• **Stated goal 1**:
In the records, locate each line that contains the string "glass" and copy those lines.

• **Selected extract**:
------------------------------
Rep. Phil Roe (R-Tenn.), the Chairman of a House labor subcommittee, convened a hearing Tuesday, calling for the elimination of the so-called “Persuader Rule.” The measure took effect this week, seeking to shed light on the opaque anti-union consulting industry.

“I think this needs to be stopped now and it should be bipartisan,” Rep. Roe said during the proceedings, claiming that the new regulation stifles employer free speech and attorney-client privilege.

The Persuader Rule clarifies a 1959 labor law that required bosses to report to the federal government whenever they use consulting firms to directly thwart a union drive. It works to close a gap in the interpretation of the statute known as the “advice exemption” that allowed employers to avoid disclosure of indirect assistance, like strategy-planning and the provision of written materials and video.

“For too long, union avoidance persuaders have been able to operate in the shadows due to this loophole,” Rep. Jared Polis (D-Colo.) said in opening remarks supporting the regulation.

“Working men and women deserve to know who their employer is hiring and how much the employer is spending to discourage them from joining a union,” he added.

In a statement defending the rule, DOL borrowed a famous line from The Wizard of Oz — “Pay no attention to that man behind the curtain” — to refer to union-busting firms that offer services through the advice exemption.

“If you believe in what an outside expert drafted for you to say to your employees, if you were willing to pay the outsider to help you say it, then open the curtain and reveal who scripted the message and managed its delivery,” the department added.
------------------------------
• **Stated goal 2**:
Pick up the news article about the Persuader Rule above and keep writing from its final sentence.
------------------------------
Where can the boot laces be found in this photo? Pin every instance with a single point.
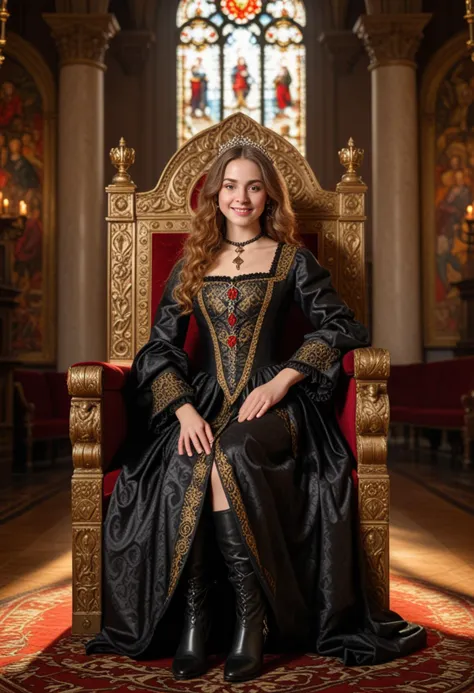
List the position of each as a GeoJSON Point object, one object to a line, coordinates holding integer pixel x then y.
{"type": "Point", "coordinates": [194, 598]}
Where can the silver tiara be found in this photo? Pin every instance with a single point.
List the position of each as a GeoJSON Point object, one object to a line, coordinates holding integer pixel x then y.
{"type": "Point", "coordinates": [240, 141]}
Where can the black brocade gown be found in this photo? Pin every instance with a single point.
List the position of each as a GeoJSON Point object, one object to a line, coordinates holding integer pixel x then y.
{"type": "Point", "coordinates": [287, 475]}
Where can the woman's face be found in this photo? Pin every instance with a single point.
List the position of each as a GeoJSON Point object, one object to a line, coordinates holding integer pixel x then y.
{"type": "Point", "coordinates": [242, 196]}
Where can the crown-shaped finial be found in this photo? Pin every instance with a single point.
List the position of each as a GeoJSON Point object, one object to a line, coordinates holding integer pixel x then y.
{"type": "Point", "coordinates": [241, 141]}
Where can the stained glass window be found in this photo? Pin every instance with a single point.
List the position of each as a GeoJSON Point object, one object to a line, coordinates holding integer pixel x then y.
{"type": "Point", "coordinates": [242, 55]}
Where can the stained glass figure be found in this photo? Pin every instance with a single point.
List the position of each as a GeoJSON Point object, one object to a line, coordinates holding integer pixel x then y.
{"type": "Point", "coordinates": [242, 55]}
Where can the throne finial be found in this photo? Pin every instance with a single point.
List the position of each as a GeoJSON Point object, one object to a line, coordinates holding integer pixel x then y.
{"type": "Point", "coordinates": [122, 157]}
{"type": "Point", "coordinates": [351, 158]}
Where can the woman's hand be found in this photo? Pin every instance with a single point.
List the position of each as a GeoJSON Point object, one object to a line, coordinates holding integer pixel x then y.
{"type": "Point", "coordinates": [194, 429]}
{"type": "Point", "coordinates": [265, 396]}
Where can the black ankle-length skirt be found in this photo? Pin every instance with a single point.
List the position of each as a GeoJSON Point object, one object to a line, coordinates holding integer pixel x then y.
{"type": "Point", "coordinates": [287, 476]}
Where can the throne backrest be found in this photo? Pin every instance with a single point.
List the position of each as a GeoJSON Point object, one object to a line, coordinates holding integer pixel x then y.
{"type": "Point", "coordinates": [146, 230]}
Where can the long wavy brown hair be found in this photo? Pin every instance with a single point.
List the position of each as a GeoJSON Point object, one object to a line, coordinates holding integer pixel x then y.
{"type": "Point", "coordinates": [208, 225]}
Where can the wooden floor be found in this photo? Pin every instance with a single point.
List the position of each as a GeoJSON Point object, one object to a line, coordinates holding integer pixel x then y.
{"type": "Point", "coordinates": [431, 540]}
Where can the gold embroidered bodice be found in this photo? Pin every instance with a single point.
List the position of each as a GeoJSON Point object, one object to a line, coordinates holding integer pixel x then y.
{"type": "Point", "coordinates": [232, 312]}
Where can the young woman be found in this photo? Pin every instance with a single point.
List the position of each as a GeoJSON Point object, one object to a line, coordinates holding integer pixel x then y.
{"type": "Point", "coordinates": [240, 458]}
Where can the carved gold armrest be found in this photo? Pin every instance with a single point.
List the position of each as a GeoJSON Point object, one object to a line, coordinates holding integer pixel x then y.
{"type": "Point", "coordinates": [85, 431]}
{"type": "Point", "coordinates": [371, 371]}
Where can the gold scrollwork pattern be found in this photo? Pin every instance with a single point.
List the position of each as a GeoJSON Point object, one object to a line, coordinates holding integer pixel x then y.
{"type": "Point", "coordinates": [373, 411]}
{"type": "Point", "coordinates": [121, 205]}
{"type": "Point", "coordinates": [316, 354]}
{"type": "Point", "coordinates": [353, 204]}
{"type": "Point", "coordinates": [351, 278]}
{"type": "Point", "coordinates": [166, 388]}
{"type": "Point", "coordinates": [371, 363]}
{"type": "Point", "coordinates": [84, 421]}
{"type": "Point", "coordinates": [374, 539]}
{"type": "Point", "coordinates": [284, 415]}
{"type": "Point", "coordinates": [372, 368]}
{"type": "Point", "coordinates": [374, 499]}
{"type": "Point", "coordinates": [85, 430]}
{"type": "Point", "coordinates": [87, 556]}
{"type": "Point", "coordinates": [284, 263]}
{"type": "Point", "coordinates": [85, 381]}
{"type": "Point", "coordinates": [86, 499]}
{"type": "Point", "coordinates": [229, 483]}
{"type": "Point", "coordinates": [187, 522]}
{"type": "Point", "coordinates": [121, 289]}
{"type": "Point", "coordinates": [196, 156]}
{"type": "Point", "coordinates": [143, 283]}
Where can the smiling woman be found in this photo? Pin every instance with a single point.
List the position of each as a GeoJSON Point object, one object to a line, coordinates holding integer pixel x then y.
{"type": "Point", "coordinates": [246, 443]}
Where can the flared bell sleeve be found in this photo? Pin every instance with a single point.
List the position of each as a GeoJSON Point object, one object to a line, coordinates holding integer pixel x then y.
{"type": "Point", "coordinates": [161, 373]}
{"type": "Point", "coordinates": [335, 329]}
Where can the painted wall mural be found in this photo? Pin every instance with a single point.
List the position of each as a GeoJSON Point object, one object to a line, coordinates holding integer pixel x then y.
{"type": "Point", "coordinates": [447, 163]}
{"type": "Point", "coordinates": [26, 180]}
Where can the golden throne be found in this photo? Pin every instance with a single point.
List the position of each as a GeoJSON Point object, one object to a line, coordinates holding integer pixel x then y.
{"type": "Point", "coordinates": [145, 234]}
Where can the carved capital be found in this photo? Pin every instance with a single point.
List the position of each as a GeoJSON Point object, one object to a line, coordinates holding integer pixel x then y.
{"type": "Point", "coordinates": [82, 38]}
{"type": "Point", "coordinates": [131, 48]}
{"type": "Point", "coordinates": [391, 39]}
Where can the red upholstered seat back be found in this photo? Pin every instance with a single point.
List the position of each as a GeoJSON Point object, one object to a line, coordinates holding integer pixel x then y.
{"type": "Point", "coordinates": [60, 399]}
{"type": "Point", "coordinates": [167, 247]}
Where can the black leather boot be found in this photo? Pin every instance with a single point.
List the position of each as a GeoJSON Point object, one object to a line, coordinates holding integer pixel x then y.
{"type": "Point", "coordinates": [190, 659]}
{"type": "Point", "coordinates": [245, 659]}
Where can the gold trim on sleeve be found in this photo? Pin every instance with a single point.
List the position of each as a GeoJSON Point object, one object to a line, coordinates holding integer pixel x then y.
{"type": "Point", "coordinates": [166, 388]}
{"type": "Point", "coordinates": [317, 354]}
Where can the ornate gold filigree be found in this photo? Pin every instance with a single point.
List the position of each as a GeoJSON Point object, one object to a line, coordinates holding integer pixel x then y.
{"type": "Point", "coordinates": [284, 263]}
{"type": "Point", "coordinates": [351, 267]}
{"type": "Point", "coordinates": [167, 209]}
{"type": "Point", "coordinates": [85, 384]}
{"type": "Point", "coordinates": [86, 499]}
{"type": "Point", "coordinates": [353, 205]}
{"type": "Point", "coordinates": [375, 552]}
{"type": "Point", "coordinates": [143, 312]}
{"type": "Point", "coordinates": [85, 381]}
{"type": "Point", "coordinates": [84, 421]}
{"type": "Point", "coordinates": [233, 494]}
{"type": "Point", "coordinates": [166, 389]}
{"type": "Point", "coordinates": [121, 289]}
{"type": "Point", "coordinates": [87, 556]}
{"type": "Point", "coordinates": [372, 368]}
{"type": "Point", "coordinates": [374, 493]}
{"type": "Point", "coordinates": [187, 522]}
{"type": "Point", "coordinates": [316, 354]}
{"type": "Point", "coordinates": [195, 157]}
{"type": "Point", "coordinates": [371, 364]}
{"type": "Point", "coordinates": [121, 205]}
{"type": "Point", "coordinates": [373, 409]}
{"type": "Point", "coordinates": [290, 426]}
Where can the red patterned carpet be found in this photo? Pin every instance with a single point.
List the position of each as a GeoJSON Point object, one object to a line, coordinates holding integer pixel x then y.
{"type": "Point", "coordinates": [37, 653]}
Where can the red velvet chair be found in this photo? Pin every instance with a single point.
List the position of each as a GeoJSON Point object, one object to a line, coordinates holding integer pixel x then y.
{"type": "Point", "coordinates": [41, 413]}
{"type": "Point", "coordinates": [146, 231]}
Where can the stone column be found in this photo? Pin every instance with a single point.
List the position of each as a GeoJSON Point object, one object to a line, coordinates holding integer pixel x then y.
{"type": "Point", "coordinates": [82, 40]}
{"type": "Point", "coordinates": [391, 41]}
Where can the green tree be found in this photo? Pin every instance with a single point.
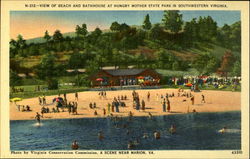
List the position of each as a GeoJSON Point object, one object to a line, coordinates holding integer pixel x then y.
{"type": "Point", "coordinates": [172, 20]}
{"type": "Point", "coordinates": [191, 32]}
{"type": "Point", "coordinates": [81, 31]}
{"type": "Point", "coordinates": [47, 68]}
{"type": "Point", "coordinates": [207, 28]}
{"type": "Point", "coordinates": [236, 70]}
{"type": "Point", "coordinates": [156, 32]}
{"type": "Point", "coordinates": [92, 67]}
{"type": "Point", "coordinates": [76, 60]}
{"type": "Point", "coordinates": [46, 36]}
{"type": "Point", "coordinates": [205, 63]}
{"type": "Point", "coordinates": [146, 23]}
{"type": "Point", "coordinates": [15, 80]}
{"type": "Point", "coordinates": [115, 26]}
{"type": "Point", "coordinates": [226, 63]}
{"type": "Point", "coordinates": [57, 36]}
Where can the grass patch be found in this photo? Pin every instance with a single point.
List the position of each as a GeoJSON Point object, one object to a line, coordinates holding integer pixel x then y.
{"type": "Point", "coordinates": [32, 93]}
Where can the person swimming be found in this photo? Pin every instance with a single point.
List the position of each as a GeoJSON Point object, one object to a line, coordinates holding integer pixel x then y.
{"type": "Point", "coordinates": [74, 145]}
{"type": "Point", "coordinates": [223, 130]}
{"type": "Point", "coordinates": [38, 117]}
{"type": "Point", "coordinates": [157, 135]}
{"type": "Point", "coordinates": [130, 145]}
{"type": "Point", "coordinates": [100, 135]}
{"type": "Point", "coordinates": [172, 129]}
{"type": "Point", "coordinates": [150, 115]}
{"type": "Point", "coordinates": [145, 136]}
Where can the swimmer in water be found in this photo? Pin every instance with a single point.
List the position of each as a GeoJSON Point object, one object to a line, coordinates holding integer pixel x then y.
{"type": "Point", "coordinates": [100, 135]}
{"type": "Point", "coordinates": [38, 117]}
{"type": "Point", "coordinates": [150, 115]}
{"type": "Point", "coordinates": [145, 135]}
{"type": "Point", "coordinates": [223, 130]}
{"type": "Point", "coordinates": [74, 145]}
{"type": "Point", "coordinates": [157, 135]}
{"type": "Point", "coordinates": [172, 129]}
{"type": "Point", "coordinates": [131, 145]}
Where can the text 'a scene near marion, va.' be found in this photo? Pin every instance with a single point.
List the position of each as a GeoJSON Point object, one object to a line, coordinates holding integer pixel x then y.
{"type": "Point", "coordinates": [118, 80]}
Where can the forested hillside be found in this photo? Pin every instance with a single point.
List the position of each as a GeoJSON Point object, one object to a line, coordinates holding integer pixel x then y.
{"type": "Point", "coordinates": [172, 44]}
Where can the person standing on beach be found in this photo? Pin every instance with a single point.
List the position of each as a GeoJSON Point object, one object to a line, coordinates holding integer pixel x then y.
{"type": "Point", "coordinates": [104, 111]}
{"type": "Point", "coordinates": [74, 145]}
{"type": "Point", "coordinates": [192, 99]}
{"type": "Point", "coordinates": [137, 106]}
{"type": "Point", "coordinates": [65, 96]}
{"type": "Point", "coordinates": [75, 105]}
{"type": "Point", "coordinates": [164, 105]}
{"type": "Point", "coordinates": [116, 106]}
{"type": "Point", "coordinates": [109, 105]}
{"type": "Point", "coordinates": [44, 99]}
{"type": "Point", "coordinates": [40, 100]}
{"type": "Point", "coordinates": [143, 105]}
{"type": "Point", "coordinates": [168, 108]}
{"type": "Point", "coordinates": [148, 96]}
{"type": "Point", "coordinates": [76, 96]}
{"type": "Point", "coordinates": [203, 98]}
{"type": "Point", "coordinates": [69, 107]}
{"type": "Point", "coordinates": [113, 106]}
{"type": "Point", "coordinates": [38, 117]}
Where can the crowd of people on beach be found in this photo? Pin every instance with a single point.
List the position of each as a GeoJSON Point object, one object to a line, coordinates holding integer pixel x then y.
{"type": "Point", "coordinates": [23, 108]}
{"type": "Point", "coordinates": [114, 107]}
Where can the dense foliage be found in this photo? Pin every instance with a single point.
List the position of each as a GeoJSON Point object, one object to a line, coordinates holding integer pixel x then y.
{"type": "Point", "coordinates": [146, 46]}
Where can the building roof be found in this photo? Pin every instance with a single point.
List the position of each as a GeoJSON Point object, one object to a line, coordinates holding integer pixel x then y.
{"type": "Point", "coordinates": [125, 72]}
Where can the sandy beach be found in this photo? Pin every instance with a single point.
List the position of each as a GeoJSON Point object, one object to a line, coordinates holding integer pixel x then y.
{"type": "Point", "coordinates": [215, 101]}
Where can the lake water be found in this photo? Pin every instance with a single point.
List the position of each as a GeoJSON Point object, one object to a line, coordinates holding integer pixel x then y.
{"type": "Point", "coordinates": [194, 132]}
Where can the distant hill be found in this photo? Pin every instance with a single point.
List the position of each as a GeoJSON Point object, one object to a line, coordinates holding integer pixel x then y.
{"type": "Point", "coordinates": [42, 40]}
{"type": "Point", "coordinates": [69, 34]}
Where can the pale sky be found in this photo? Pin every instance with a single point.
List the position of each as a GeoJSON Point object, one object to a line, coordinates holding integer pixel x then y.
{"type": "Point", "coordinates": [32, 24]}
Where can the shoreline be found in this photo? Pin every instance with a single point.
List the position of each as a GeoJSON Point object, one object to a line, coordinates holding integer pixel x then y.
{"type": "Point", "coordinates": [124, 116]}
{"type": "Point", "coordinates": [216, 101]}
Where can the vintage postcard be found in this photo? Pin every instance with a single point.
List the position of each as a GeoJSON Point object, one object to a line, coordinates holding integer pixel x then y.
{"type": "Point", "coordinates": [124, 79]}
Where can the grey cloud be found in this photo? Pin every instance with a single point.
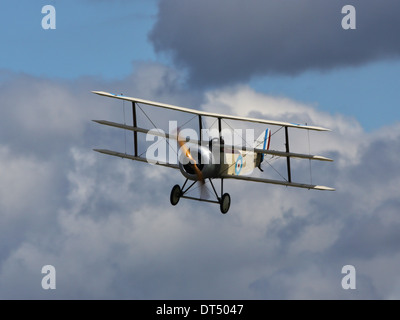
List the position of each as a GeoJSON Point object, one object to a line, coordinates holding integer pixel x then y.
{"type": "Point", "coordinates": [230, 41]}
{"type": "Point", "coordinates": [107, 226]}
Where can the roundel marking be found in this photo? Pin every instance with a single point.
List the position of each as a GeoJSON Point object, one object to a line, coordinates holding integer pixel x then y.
{"type": "Point", "coordinates": [238, 164]}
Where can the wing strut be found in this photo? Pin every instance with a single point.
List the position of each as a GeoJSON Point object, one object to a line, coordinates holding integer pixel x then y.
{"type": "Point", "coordinates": [287, 151]}
{"type": "Point", "coordinates": [135, 125]}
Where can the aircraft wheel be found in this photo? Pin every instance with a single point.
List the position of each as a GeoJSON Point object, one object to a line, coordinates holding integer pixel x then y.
{"type": "Point", "coordinates": [225, 203]}
{"type": "Point", "coordinates": [175, 194]}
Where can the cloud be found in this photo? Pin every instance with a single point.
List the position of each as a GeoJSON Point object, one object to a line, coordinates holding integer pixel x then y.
{"type": "Point", "coordinates": [231, 41]}
{"type": "Point", "coordinates": [107, 226]}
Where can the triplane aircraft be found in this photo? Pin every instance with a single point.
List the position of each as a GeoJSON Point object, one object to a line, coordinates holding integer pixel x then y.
{"type": "Point", "coordinates": [202, 160]}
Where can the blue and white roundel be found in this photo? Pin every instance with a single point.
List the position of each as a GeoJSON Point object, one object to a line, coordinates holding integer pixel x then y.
{"type": "Point", "coordinates": [238, 164]}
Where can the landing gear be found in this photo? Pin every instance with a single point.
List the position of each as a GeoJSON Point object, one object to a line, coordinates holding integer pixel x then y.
{"type": "Point", "coordinates": [225, 203]}
{"type": "Point", "coordinates": [176, 194]}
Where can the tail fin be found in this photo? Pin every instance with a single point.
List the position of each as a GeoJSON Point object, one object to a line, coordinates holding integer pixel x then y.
{"type": "Point", "coordinates": [262, 142]}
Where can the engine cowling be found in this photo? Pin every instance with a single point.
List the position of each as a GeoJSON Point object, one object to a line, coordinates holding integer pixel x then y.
{"type": "Point", "coordinates": [205, 161]}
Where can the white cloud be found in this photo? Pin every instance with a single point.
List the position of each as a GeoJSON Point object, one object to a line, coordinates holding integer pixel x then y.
{"type": "Point", "coordinates": [107, 225]}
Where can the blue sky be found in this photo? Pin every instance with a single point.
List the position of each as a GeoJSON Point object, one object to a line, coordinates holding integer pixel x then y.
{"type": "Point", "coordinates": [99, 38]}
{"type": "Point", "coordinates": [106, 224]}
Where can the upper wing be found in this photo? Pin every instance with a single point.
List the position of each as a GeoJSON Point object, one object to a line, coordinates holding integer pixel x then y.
{"type": "Point", "coordinates": [210, 114]}
{"type": "Point", "coordinates": [129, 156]}
{"type": "Point", "coordinates": [280, 182]}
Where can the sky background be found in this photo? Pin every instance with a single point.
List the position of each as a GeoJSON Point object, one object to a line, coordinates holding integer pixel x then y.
{"type": "Point", "coordinates": [106, 224]}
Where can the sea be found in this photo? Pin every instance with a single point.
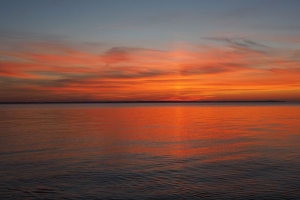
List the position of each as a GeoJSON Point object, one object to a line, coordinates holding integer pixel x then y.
{"type": "Point", "coordinates": [150, 151]}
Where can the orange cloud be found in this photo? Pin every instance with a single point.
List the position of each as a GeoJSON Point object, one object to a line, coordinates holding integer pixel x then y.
{"type": "Point", "coordinates": [240, 70]}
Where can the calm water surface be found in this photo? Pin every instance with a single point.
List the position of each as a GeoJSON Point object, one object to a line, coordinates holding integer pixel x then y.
{"type": "Point", "coordinates": [150, 151]}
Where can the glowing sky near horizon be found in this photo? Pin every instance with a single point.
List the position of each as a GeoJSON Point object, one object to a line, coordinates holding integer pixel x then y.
{"type": "Point", "coordinates": [149, 50]}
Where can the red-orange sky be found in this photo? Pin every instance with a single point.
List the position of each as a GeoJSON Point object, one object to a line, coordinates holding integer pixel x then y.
{"type": "Point", "coordinates": [140, 54]}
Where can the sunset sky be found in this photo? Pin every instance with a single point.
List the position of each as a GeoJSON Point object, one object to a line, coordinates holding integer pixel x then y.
{"type": "Point", "coordinates": [149, 50]}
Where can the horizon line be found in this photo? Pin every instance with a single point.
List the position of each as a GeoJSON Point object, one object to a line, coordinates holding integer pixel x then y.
{"type": "Point", "coordinates": [151, 101]}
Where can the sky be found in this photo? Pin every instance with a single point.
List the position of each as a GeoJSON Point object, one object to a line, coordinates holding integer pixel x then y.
{"type": "Point", "coordinates": [135, 50]}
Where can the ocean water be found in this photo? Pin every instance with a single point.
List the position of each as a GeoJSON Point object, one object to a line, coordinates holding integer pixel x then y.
{"type": "Point", "coordinates": [150, 151]}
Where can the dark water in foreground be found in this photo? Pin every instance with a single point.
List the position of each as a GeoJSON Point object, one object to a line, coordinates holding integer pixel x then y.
{"type": "Point", "coordinates": [150, 151]}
------------------------------
• **Reply 1**:
Where can the stained glass window be found in this photo? Pin every instance with a single point.
Where can the stained glass figure be found in this photo? Pin every instance with a single point.

• **Reply 2**:
Testifying at the hearing was labor lawyer Jonathan Newman who spoke to the necessity of the rule, stating that consultants were well aware of the shortcomings in the law, and exploited it by disguising their anti-union campaigns as mere “advice.”

“That is not advice,” Newman said. “That’s drafting the game plans, that’s choosing the plays to call, and that’s directing management to carry them out.”

He added that “these anti-union campaign are a product sold by a large anti-union consulting industry in the United States.” Newman gave an example of one firm that offered a 100 percent money back guarantee if the union drive wasn’t stopped.

According to the AFL-CIO, 82 percent of employers will seek the assistance of an outside firm to derail an organizing effort. Rep. Mark Pocan (D-Wisc.), a member of the subcommittee, attested to the prevalence of the industry. As the owner of a unionized printing shop, he claimed he gets weekly mailers hawking anti-organizing services.

“Clearly there is a very big business in union-busting,” he said.

Bill Robinson, the former president of the American Bar Association, also testified on Wednesday, echoing the concerns of GOP lawmakers that the persuader rule would undermine attorney-client privileges.

To enforce the new Rule,” Robinson claimed in written testimony, “the Department of Labor will have to inquire into all advice and communications passing between the lawyer and her/his client on the subject of labor relations, and perhaps other employment-related topics.”

Newman countered the argument, stressing that the rule only requires reporting of the identity of the client, a description of the nature of services, and any fee arrangements. It does not require disclosure of legal advice employers receive.

Newman added that the transparency requirements are no different than the additional reporting that lawyers who offer lobbying services have to comply with, and that several courts have held that such requirements do not violate attorney-client privilege.

“Saying something over and over again doesn’t make it true,” he added.

Although the Persuader Rule took effect this week, it will apply to all agreements and arrangements beginning on or after July 1.